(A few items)
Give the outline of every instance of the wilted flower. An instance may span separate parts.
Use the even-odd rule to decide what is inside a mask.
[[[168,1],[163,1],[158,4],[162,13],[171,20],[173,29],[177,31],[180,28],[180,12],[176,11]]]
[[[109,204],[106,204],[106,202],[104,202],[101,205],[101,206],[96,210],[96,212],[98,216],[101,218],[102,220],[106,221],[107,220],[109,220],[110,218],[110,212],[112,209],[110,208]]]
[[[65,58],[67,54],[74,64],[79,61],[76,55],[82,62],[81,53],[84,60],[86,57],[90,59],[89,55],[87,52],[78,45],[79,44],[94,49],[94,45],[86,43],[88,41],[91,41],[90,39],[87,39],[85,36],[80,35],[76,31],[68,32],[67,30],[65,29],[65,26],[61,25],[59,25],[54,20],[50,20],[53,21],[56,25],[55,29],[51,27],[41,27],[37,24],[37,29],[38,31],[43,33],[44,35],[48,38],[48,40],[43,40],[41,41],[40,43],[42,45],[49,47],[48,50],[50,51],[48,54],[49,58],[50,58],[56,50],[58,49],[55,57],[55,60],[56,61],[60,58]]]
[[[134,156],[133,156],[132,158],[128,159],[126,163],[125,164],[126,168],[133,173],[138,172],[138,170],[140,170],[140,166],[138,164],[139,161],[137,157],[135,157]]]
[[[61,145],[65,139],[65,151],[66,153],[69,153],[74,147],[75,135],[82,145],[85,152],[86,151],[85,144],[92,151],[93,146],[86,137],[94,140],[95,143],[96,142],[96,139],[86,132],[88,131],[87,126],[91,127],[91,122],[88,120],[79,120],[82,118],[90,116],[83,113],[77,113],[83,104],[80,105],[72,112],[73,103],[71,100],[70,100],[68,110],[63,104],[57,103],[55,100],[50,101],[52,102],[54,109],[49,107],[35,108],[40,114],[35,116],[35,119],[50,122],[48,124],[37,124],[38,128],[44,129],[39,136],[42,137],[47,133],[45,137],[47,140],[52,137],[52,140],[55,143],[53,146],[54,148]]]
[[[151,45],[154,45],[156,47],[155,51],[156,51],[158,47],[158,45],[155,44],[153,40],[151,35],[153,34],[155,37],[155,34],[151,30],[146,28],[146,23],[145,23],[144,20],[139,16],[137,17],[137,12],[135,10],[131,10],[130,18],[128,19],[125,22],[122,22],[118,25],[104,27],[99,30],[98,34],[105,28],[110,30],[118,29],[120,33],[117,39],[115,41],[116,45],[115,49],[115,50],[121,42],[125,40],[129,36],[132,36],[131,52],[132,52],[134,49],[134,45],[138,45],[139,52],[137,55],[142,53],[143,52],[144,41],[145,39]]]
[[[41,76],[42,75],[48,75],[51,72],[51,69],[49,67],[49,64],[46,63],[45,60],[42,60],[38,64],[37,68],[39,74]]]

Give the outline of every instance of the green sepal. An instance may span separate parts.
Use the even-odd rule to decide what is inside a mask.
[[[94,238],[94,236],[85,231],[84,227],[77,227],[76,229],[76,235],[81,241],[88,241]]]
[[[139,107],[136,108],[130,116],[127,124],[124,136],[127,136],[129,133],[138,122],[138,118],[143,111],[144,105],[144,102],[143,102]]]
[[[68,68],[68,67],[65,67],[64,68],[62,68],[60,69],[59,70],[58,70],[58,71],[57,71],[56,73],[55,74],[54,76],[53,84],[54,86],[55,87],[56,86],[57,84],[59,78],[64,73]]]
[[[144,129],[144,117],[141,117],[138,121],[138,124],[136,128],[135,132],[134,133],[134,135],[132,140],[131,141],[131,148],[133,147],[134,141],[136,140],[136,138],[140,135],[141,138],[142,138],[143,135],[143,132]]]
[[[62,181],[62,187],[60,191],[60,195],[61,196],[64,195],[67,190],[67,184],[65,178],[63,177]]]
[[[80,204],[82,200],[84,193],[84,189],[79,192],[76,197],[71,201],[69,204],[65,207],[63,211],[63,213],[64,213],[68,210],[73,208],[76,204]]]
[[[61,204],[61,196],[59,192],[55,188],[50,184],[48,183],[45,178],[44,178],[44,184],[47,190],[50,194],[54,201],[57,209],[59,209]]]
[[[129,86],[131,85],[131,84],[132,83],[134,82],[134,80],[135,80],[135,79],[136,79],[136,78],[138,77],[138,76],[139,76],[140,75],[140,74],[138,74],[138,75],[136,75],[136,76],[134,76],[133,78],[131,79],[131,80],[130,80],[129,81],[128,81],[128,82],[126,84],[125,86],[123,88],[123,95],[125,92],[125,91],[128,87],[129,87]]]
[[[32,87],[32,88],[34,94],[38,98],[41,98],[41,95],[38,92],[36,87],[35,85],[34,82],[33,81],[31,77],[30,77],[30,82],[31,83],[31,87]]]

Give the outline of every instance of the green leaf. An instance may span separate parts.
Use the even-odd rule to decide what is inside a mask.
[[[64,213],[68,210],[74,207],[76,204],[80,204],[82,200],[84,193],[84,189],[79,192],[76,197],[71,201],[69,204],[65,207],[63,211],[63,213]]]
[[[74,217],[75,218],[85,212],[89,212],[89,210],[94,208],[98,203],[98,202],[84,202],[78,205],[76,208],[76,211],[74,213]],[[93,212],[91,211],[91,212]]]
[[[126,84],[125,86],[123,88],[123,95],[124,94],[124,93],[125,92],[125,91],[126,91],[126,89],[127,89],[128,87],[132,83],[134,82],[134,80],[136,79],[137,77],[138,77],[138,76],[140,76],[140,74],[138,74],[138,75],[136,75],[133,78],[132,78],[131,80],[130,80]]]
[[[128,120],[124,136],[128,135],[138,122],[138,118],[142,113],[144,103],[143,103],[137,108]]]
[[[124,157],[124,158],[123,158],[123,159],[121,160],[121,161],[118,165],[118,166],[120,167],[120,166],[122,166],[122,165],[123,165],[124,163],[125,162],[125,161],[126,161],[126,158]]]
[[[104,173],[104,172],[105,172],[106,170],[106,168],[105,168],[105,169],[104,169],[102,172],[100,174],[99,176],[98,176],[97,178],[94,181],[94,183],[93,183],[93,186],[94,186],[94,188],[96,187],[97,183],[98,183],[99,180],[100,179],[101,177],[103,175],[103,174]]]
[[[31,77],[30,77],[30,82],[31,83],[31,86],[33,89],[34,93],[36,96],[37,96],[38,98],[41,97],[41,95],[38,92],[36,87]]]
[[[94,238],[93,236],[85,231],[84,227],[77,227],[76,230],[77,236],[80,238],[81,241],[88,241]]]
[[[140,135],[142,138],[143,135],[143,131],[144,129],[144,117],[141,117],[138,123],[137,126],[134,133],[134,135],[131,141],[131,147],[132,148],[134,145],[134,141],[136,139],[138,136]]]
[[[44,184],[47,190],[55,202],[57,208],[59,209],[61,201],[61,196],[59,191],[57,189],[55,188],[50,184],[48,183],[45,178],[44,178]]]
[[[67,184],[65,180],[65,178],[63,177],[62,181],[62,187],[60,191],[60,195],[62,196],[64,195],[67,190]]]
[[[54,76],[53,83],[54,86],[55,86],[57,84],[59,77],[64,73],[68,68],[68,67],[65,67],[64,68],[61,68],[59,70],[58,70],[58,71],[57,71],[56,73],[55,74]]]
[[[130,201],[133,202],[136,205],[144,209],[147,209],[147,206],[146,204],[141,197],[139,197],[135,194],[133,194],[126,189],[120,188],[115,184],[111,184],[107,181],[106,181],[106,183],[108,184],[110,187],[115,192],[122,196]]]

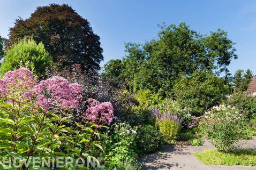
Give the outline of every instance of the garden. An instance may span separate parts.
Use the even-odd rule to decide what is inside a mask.
[[[205,141],[204,164],[256,166],[241,144],[256,136],[253,74],[230,73],[228,33],[160,29],[101,68],[100,38],[71,6],[17,19],[0,37],[0,169],[139,170],[164,146]]]

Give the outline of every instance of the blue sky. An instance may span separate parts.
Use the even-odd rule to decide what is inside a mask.
[[[238,59],[229,67],[234,73],[250,69],[256,74],[255,1],[1,1],[0,35],[7,37],[15,19],[27,18],[37,6],[68,4],[88,19],[101,37],[102,66],[125,55],[124,43],[144,43],[156,37],[158,23],[185,21],[202,34],[221,28],[236,42]]]

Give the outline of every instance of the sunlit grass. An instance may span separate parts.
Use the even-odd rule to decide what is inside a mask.
[[[236,150],[228,153],[206,149],[194,155],[207,165],[256,166],[256,152],[249,149]]]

### WHAT YOU ARE ASKED TO DO
Arrange the lines running from the one containing "Give the outline of every instance of the blue" through the end of the items as a Markdown table with the columns Row and Line. Number each row and leave out blank lines.

### THE ANSWER
| Row | Line |
|---|---|
| 1 | Give the outline of every instance of the blue sky. An instance may span separate parts. |
| 2 | Use the even-odd rule to decide what is inside a mask. |
| 3 | [[[238,59],[229,67],[234,73],[250,69],[256,74],[255,1],[1,1],[0,35],[7,37],[15,19],[27,18],[37,6],[68,4],[88,19],[101,37],[102,66],[125,55],[124,43],[144,43],[156,37],[158,23],[185,21],[202,34],[221,28],[236,42]]] |
| 4 | Give the outline of every instance of the sunlit grass. An instance may span separate parts. |
| 5 | Use the even-odd rule to decide what is inside a mask. |
| 6 | [[[236,150],[228,153],[206,149],[194,155],[207,165],[256,166],[256,152],[249,149]]] |